▸ EXCERPT:
- - -
I happen to have a strong personal preference for the Long Term Rental. It’s not as immediate or as hands-on as a Short Term Rental. It’s a way to build equity in an investment home while having your mortgage paid every month. It brings me a steady and predictable income, and there is typically less of an investment involved on the front end.
My business partner Jenni has had some success with Long Term Rentals, Short Term Rentals, and what are called Mid Term Rentals. A Mid Term Rental is sort of a middle ground. Available on some short-term rental sites, like Airbnb, it allows you to rent out a furnished home for anywhere from 30 to 90 days.
The bottom line is something that works for one person, may not necessarily be the ideal situation for another.
Here are five reasons we can think of that owning a Short-Term Rental might not be the right choice for you.
1. It might not be legal in your area.
The very first step to owning a short-term rental is to make sure it’s legal in your area. In some states, property managers and hosts are simply required to obtain a license. In other states, neighborhoods, or HOAs, running an Airbnb out of your home may be strictly prohibited. In this case, going ahead with your plans and getting caught may result in a fine and a shutdown of your Airbnb business.
- - -
▸ DATASET EXTRACT:
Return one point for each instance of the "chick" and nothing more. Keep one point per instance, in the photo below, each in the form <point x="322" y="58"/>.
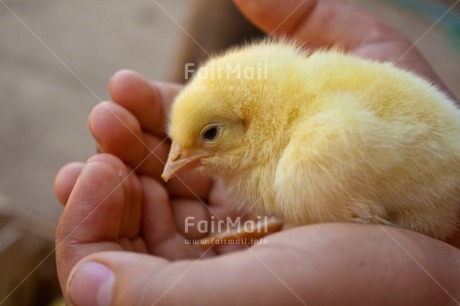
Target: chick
<point x="321" y="136"/>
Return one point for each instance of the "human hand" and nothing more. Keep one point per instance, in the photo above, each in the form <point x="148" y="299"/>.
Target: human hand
<point x="292" y="267"/>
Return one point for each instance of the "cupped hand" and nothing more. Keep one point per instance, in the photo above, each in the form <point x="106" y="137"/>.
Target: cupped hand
<point x="117" y="202"/>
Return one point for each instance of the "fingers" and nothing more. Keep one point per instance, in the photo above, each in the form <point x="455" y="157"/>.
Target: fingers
<point x="295" y="267"/>
<point x="148" y="102"/>
<point x="118" y="132"/>
<point x="96" y="212"/>
<point x="65" y="180"/>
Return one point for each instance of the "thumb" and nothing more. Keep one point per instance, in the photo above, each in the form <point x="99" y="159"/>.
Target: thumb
<point x="116" y="278"/>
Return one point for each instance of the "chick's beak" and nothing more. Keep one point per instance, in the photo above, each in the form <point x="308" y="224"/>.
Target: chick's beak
<point x="180" y="160"/>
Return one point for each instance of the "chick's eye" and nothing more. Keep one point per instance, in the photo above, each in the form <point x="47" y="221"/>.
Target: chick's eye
<point x="211" y="133"/>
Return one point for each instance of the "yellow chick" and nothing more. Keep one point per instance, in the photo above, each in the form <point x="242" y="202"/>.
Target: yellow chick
<point x="321" y="137"/>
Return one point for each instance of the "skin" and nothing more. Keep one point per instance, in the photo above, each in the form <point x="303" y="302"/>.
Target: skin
<point x="109" y="208"/>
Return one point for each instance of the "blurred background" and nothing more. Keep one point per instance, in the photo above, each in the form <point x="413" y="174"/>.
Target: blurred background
<point x="56" y="58"/>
- - -
▸ PROBLEM SET:
a: Report each line of the records that contains the word "beak".
b: Extend the piece on choosing a type of rental property, starting right after its final sentence.

▸ ANSWERS BELOW:
a:
Return one point for each instance of the "chick's beak" and nothing more. Keep one point per instance, in the photo above, each in the form <point x="308" y="224"/>.
Target: chick's beak

b:
The best way to find out if a Short Term Rental is legal in your area is to look up the city and county laws surrounding it. For instance, according to slc.gov, “The city does not currently have regulations or allowances for land use known as ‘short-term rental’. Short-term rentals are generally categorized as hotel, motel, or bed and breakfast uses. These are permitted in multiple zoning districts around the city. “
You can use slc.gov Zoning Look-Up Tool to determine the zoning district for your property. You will also want to obtain an Administrative Interpretation, and a Business License for the city of Salt Lake before you open your Airbnb business.
2. Your front-end investment can be sizable.
There are a number of ways you will likely have to prepare a home for long-term rental. This might include minor repairs, paint, window coverings, yard maintenance, and finding a trusted management company (or better educating yourself on managing the property on your own). You will want to know how to find and select tenants who are a good fit for the space and can be trusted to treat your property with respect. And you will want to understand the local and federal regulations around Fair Housing as well as your local Landlord Tenant Laws.
If you are considering becoming a Long-Term Rental Owner but don’t know where to start, sign up to be notified of our next Long Term Rental Management Class.
In contrast, the initial preparation of a Short Term Rental can be far more involved, and costly. Not only will the home itself need to be in good condition, but you will want to consider thoughtful interior design, enticing amenities, and additional comforts that may exceed even the typical hotel stay. A Short-Term Rental will need to be fully furnished and stocked with everything you could need from kitchen appliances to utensils, bathroom towels, bedroom linens, and possibly extra amenities such as coffee, tea, and a few snacks.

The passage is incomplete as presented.